__PETUNJUK LATIHAN__.
a – Menurut teks tentang Islam dan pengelolaan sumber daya, apa prinsip mendasar dalam menangani sumber daya yang menghasilkan kekayaan?
b – Lanjutkan teks tentang Islam dan pengelolaan sumber daya mulai dari kalimat terakhirnya.

Islam mencakup seluruh aspek kehidupan manusia. Ia mengatur hubungan antara Allah, manusia, dan alam. Menurut Islam, alam diciptakan Allah bagi kepentingan manusia. Hubungan manusia dengan alam dilandasi keharmonisan lantaran seluruh makhluk menaati Sunnatullah. Manusia dituntut mengeksplorasi dan memanfaatkan sumber daya alam secara berkelanjutan. Aspirasi skema kehidupan Islam berisi seperangkat hak dan kewajiban. Secara garis besar, hukum Islam membebankan empat jenis hak dan kewajiban pada setiap orang: pertama, hak Allah; kedua, hak pribadi atas dirinya sendiri; ketiga, hak orang lain atas dirinya; dan keempat, hak-hak ciptaan yang telah Allah anugerahkan kepada manusia guna dimanfaatkan demi kepentingannya.
Manusia punya otoritas atas sumber daya, termasuk air. Namun kewenangan tersebut, haruslah berpedoman pada rasa tanggungjawab dan akuntabilitas, baik terhadap makhluk hidup maupun alam. Manusia tak boleh menyia-nyiakan sumber daya untuk usaha yang sia-sia atau merusaknya secara tak perlu. Saat manusia menggunakan sumber daya dalam baktinya, mereka hendaknya menggunakan metode yang terbaik dan yang paling sedikit mudaratnya, dalam memperoleh manfaat dari sumber daya tersebut.

Prinsip mendasar dalam menangani sumber daya yang menghasilkan kekayaan dalam Islam ialah memerangi distribusi yang tak adil agar tak menimbulkan perputaran semata di antara orang kaya. Yurisprudensi Islam berupaya menyeimbangkan imbalan kerja dan kepentingan masyarakat dalam mengelola sumber daya, terutama air.

Catatan kotak pembatas
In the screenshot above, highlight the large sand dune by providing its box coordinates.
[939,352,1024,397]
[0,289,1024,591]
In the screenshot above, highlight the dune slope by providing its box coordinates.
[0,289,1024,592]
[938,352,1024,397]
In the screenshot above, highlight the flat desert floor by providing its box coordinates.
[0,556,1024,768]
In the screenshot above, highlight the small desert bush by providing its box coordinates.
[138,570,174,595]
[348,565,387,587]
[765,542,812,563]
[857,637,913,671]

__JAWABAN YANG DIHARAPKAN__.
a – Prinsipnya ialah memerangi distribusi yang tak adil agar kekayaan tak hanya berputar di antara orang kaya.

b –
Rasulullah (ﷺ) tak menganjurkan penjualan air. Utsman bin Affan, radhiyallahu 'anhu, pernah meriwayatkan, 'Aku bersujud kepadamu demi Dzat yang tiada ilah selain Dia, bukankah Rasulullah (ﷺ) bersabda: Barangsiapa membeli sumur Rumah, maka Allah akan mengampuninya. Maka aku membelinya dengan harga sekian dan sekian, kemudian aku mendatangi Rasulullah (ﷺ) dan memberitahunya, dan beliau bersabda (ﷺ), 'Berikanlah itu untuk memberi air kepada kaum muslimin, dan pahalanya menjadi milikmu? '
Sumur Rumah (بئر رومة), juga dikenal sebagai Sumur Utsman bin Affan (بئر عثمان بن عفان), adalah sebuah sumur bersejarah di kota Madinah. Pernah, di sebuah lokasi di Madinah, ada sebuah sumur milik seorang Yahudi. Itulah satu-satunya sumber air di area tersebut, dan orang Yahudi memungut biaya air yang sangat mahal bagi umat Islam. Utsman menawarkan membeli sumur tersebut, namun orang Yahudi tersebut menolak. Utsman kemudian mengusulkan membeli setengah dari sumur tersebut, dengan kesepakatan bahwa masing-masing sumur akan diambil pada hari yang bergantian. Orang Yahudi itu mengenal Utsman sebagai seorang pengusaha yang pandai dan merasa tersanjung karena ia menjadi mitra bisnisnya, demikian ia mengira bahwa hal itu bakal meningkatkan penjualannya. Namun yang terjadi justru sebaliknya, tak ada lagi yang membeli air darinya.
Utsman membuka sumur itu karena Allah, sehingga orang-orang bisa mengambil seberapapun yang mereka inginkan. Orang-orang akan mengambil persediaan untuk dua hari pada hari itu dan mengabaikan hari orang Yahudi. Dengan putus asa, orang Yahudi itu menawarkan kepada Utsman separuh bagian lainnya, yang dibeli Utsman seharga 20.000 dirham.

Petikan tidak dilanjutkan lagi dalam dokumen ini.